Task goal: Go through the data below and return each line where the string "barrier" appears.

Records excerpted from a collection
'''

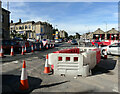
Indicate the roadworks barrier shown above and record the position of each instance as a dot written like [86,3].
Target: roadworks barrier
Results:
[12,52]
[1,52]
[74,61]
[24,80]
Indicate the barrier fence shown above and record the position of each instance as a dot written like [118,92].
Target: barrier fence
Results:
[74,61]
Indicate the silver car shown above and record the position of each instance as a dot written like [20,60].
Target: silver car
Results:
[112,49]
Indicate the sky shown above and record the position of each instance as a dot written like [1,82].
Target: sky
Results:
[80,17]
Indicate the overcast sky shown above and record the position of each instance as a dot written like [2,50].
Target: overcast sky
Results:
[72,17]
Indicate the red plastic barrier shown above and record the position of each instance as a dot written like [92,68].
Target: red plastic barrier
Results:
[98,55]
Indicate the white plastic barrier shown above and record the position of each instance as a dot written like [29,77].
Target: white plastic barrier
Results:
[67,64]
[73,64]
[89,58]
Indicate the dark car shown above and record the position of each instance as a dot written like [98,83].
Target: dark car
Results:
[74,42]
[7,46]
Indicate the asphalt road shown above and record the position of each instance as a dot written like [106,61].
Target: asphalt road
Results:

'''
'''

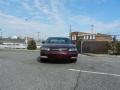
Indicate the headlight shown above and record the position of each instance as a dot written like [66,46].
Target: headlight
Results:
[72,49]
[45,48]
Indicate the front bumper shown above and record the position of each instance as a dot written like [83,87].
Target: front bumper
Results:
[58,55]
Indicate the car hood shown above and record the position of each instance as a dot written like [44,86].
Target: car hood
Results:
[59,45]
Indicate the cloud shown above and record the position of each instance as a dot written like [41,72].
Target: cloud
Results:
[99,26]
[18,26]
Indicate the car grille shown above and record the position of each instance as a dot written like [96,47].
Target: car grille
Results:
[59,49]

'''

Output:
Indicate the roadworks barrier shown above and record the position of each instance as a dot written like [86,3].
Target: roadworks barrier
Indicate the barrier fence shown above and record the position of each instance as a dot written like [118,92].
Target: barrier fence
Indicate the red plastic barrier shown above and record the position of each instance as a dot written like [92,68].
Target: red plastic barrier
Indicate the white plastic barrier shown above and record the position of each instance as a dot written like [29,77].
Target: white plastic barrier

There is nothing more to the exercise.